Answer these questions from the passage on the Met's "Billy Budd":
1. In what year did Peter Pears originally create the role of Captain Vere?
2. Who was responsible for the lighting scheme?
3. Which two people does the passage report have died?

--- start Selected passage ---

Peter Pears, Britten’s lifelong companion and inspiration, made a late Met appearance as the agonized Captain Vere--a role he had created back in 1951. Richard Stilwell, defining the innocent purity of Billy, provided the perfect foil for the youthful, sexually repressed, innately wicked Claggart of James Morris.

John Dexter, the stage director, illuminated the inherent psychological conflicts while moving the action with keen fluidity on William Dudley’s miraculously flexible, four-decked nautical set. Gil Wechsler’s lighting scheme reinforced atmospheric images of sea and night. Raymond Leppard conducted Britten’s daunting score sensitively.

Much has happened to the world, and to the Met, in the intervening years. Pears and Dexter have died. Singers and conductors have come and gone. The fragile production has nearly become a repertory staple. Nevertheless, “Billy Budd” has not succumbed to the stagnation of routine.

--- end Selected passage ---
--- start Dataset excerpts ---

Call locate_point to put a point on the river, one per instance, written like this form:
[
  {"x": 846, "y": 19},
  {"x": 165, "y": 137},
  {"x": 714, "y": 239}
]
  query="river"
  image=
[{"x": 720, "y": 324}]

--- end Dataset excerpts ---
--- start Dataset excerpts ---

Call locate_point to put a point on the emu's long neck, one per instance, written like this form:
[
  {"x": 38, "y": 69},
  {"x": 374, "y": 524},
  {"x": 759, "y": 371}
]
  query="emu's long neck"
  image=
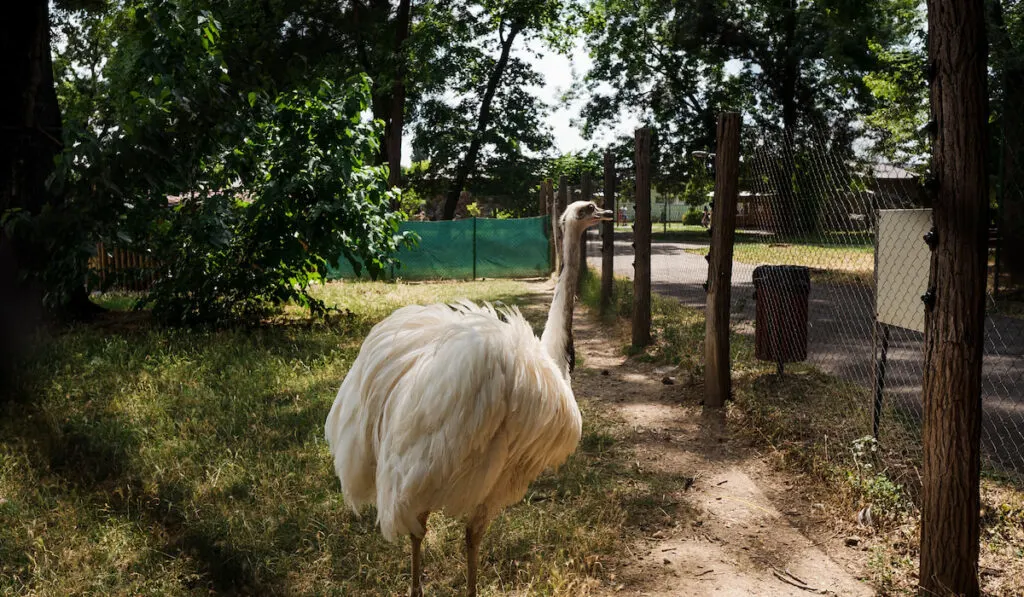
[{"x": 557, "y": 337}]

--- end Dataset excerpts ---

Written response:
1. 1951
2. Gil Wechsler
3. Peter Pears and John Dexter